> DATA SUPPLIED
++++++++

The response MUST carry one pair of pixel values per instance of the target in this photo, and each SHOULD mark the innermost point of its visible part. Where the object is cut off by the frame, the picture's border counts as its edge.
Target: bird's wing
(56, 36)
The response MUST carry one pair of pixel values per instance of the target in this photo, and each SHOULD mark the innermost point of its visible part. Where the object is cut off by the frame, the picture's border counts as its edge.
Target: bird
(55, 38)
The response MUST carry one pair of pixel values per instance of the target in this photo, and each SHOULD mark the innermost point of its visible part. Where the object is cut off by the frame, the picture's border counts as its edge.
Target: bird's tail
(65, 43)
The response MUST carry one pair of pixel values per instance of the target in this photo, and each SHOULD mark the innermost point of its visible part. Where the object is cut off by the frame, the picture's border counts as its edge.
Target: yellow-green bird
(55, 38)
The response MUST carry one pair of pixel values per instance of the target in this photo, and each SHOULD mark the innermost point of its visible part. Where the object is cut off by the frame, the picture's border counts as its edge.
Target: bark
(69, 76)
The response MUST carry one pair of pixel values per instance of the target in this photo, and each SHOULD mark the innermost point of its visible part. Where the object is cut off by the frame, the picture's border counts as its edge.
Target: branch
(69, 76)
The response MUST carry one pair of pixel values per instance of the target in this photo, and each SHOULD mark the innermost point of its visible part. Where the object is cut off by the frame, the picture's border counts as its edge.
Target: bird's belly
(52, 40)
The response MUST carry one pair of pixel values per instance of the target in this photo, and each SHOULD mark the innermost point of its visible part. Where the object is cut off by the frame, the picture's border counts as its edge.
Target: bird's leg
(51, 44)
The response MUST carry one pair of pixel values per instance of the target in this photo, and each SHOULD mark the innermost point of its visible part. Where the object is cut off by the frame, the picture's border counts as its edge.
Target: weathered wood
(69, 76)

++++++++

Retype the material above, line by line, exactly.

The response MUST carry one pair of pixel values per instance of the target in this photo, and each SHOULD mark the innermost point of its visible part. Where the object is cut off by the frame, the picture's border counts as its edge.
Target: bird's wing
(56, 36)
The response MUST carry one pair of pixel values per instance of the target in this photo, and each SHOULD mark the innermost point of its visible part. Where the object is cut off by the frame, the picture's border counts as its edge.
Target: bird
(55, 38)
The response MUST carry one pair of pixel values per instance of the target in this photo, and each SHOULD mark the innermost point of its visible part. Where the object is cut off by the frame, the picture's border counts as its edge.
Target: bird's tail
(65, 43)
The response MUST carry one pair of pixel values per instance of the target in this photo, and each SHOULD mark the innermost point of its visible part. Where the object is cut off by the frame, the picture's border counts as its edge.
Target: yellow-green bird
(55, 38)
The response MUST carry one pair of pixel values per instance of the target in this photo, and each SHOULD mark the innermost point of its visible part. Where the object is cut off by the frame, the picture's border counts as its edge.
Target: bark
(69, 76)
The response MUST carry one pair of pixel values per instance of the target in this photo, and each SHOULD mark the innermost point of its visible part. Where the object is cut off by the frame, the picture's border counts as its edge.
Target: branch
(69, 76)
The response MUST carry one pair of pixel values per instance of the target in this photo, and each SHOULD mark the innermost point of its visible part. Where the object is cut off by the frame, the picture's border counts as its edge.
Target: bird's belly
(52, 40)
The response MUST carry one pair of pixel values per instance of the target in this photo, and each SHOULD mark the innermost point of its visible part. Where the object is cut off by the frame, the picture's border counts as its edge.
Target: bird's leg
(51, 44)
The response MUST carry one pair of pixel values per instance of the target in this photo, and each SHOULD mark the innermost point of its visible part. Where the object is cut off by the frame, the picture's border counts as its edge.
Target: weathered wood
(69, 76)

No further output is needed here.